━━━ Übungstext

Um die Potenziale, die in der Reform stecken, auszuschöpfen, müssten aber Schritte folgen. Im Gesetzgebungsverfahren werde es darauf ankommen, die Gleichwertigkeit der Ziele zu erhalten und einzelne Aspekte möglichst noch zu ergänzen, so die Agora-Autoren. In einem zweiten Schritt müsse auch die Straßenverkehrsordnung (StVO) im Sinne des neuen StVG angepasst werden. Der Entwurf soll am Mittwoch vom Kabinett verabschiedet werden.

Städteinitiative: "Die Tür ist endlich auf"

Nun befanden auch die Vertreter der Initiative "Lebenswerte Städte und Gemeinden durch angemessene Geschwindigkeiten", der mittlerweile 800 Kommunen angehören: "Die Tür ist endlich auf. Wenn die Reform des Straßenverkehrsgesetzes wie angekündigt umgesetzt wird, kommen wir einem Hauptziel der Initiative einen gewaltigen Schritt näher", erklärte Frauke Burgdorff, Beigeordnete für Stadtentwicklung, Bau und Mobilität in Aachen gegenüber Spiegel Online. Wobei ein Sprecher des Ministeriums offen ließ, ob durch die Reform tatsächlich mehr Tempo-30-Zonen ausgewiesen werden könnten.

━━━━━━
━━━ Datenliste

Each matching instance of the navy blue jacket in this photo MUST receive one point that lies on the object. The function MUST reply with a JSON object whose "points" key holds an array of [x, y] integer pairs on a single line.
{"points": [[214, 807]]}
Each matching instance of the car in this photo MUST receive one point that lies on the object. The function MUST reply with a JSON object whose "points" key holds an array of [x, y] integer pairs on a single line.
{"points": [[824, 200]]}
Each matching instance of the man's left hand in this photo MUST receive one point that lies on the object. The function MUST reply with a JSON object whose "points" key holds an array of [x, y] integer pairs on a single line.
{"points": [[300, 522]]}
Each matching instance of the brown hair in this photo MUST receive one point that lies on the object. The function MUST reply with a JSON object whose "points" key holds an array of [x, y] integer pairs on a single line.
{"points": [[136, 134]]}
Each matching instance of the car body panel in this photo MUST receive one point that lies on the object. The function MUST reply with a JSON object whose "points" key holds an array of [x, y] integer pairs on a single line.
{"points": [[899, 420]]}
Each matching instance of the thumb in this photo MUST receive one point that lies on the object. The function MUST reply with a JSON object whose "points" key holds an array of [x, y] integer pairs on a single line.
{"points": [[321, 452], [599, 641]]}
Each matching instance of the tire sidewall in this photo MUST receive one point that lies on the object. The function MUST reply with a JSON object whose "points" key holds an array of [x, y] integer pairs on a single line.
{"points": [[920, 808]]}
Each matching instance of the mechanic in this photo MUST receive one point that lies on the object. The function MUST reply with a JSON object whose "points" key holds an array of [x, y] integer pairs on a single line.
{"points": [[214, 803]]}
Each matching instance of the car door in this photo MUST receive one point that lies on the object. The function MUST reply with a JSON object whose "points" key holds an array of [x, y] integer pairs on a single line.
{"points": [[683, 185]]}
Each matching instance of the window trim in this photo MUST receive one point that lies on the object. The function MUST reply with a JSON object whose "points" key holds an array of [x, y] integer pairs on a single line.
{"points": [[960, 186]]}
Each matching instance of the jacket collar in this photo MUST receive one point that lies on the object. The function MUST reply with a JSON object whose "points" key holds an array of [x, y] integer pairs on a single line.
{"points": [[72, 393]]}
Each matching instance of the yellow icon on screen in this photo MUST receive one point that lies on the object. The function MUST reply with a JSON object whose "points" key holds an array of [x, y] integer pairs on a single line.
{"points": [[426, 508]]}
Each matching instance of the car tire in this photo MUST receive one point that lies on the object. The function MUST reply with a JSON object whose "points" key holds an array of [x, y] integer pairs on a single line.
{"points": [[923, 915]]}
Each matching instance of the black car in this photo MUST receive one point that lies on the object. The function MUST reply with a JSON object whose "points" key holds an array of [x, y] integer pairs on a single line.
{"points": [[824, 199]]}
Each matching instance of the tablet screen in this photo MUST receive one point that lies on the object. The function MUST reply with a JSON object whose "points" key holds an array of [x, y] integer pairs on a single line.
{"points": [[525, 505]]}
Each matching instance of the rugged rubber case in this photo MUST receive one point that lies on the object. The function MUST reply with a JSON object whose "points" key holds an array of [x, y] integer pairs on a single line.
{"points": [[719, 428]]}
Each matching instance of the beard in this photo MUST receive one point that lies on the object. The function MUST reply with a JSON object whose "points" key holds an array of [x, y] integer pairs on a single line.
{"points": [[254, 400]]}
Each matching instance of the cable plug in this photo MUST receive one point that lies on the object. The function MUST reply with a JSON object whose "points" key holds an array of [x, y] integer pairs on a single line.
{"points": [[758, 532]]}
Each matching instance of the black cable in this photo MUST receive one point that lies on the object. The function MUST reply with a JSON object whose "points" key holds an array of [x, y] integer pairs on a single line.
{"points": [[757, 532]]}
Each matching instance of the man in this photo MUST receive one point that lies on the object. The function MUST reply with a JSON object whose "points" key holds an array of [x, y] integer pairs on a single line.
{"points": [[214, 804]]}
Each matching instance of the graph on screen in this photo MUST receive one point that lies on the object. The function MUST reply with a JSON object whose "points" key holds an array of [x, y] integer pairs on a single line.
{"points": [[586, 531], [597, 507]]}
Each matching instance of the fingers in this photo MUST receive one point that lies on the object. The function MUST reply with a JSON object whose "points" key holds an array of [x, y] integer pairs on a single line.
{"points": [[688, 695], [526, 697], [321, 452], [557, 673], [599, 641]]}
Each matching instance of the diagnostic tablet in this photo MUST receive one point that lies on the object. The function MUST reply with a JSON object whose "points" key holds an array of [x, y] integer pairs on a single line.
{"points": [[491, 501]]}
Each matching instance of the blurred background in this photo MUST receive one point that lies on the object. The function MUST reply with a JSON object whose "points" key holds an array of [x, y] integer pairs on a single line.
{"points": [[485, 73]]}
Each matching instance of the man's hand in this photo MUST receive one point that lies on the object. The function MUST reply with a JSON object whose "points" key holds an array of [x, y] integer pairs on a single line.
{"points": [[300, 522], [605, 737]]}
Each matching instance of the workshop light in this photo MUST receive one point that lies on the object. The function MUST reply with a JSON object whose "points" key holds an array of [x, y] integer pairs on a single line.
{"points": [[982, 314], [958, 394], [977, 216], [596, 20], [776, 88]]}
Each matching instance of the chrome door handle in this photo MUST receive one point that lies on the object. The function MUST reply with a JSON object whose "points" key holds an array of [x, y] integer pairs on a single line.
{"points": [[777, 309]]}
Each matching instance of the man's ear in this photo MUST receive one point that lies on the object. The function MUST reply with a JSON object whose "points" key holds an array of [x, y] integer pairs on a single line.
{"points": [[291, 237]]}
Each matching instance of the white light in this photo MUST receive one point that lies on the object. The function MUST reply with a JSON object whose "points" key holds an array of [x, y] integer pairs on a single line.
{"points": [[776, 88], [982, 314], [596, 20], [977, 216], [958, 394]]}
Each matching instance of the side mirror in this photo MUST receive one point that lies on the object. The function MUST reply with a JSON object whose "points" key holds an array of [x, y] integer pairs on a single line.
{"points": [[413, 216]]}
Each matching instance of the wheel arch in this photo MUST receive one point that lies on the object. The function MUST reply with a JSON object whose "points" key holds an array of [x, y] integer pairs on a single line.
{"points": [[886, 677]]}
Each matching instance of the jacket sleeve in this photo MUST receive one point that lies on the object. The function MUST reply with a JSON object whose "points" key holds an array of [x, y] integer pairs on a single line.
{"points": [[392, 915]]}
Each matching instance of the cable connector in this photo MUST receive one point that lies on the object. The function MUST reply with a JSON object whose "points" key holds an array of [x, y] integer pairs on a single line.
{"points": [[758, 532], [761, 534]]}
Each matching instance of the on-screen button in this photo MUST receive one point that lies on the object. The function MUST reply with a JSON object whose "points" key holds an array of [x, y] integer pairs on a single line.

━━━━━━

Für welche Bereiche ist Frauke Burgdorff laut dem Text zur Reform des Straßenverkehrsgesetzes als Beigeordnete in Aachen zuständig? Zähle alle auf.

Antwortfeld:
Stadtentwicklung, Bau, Mobilität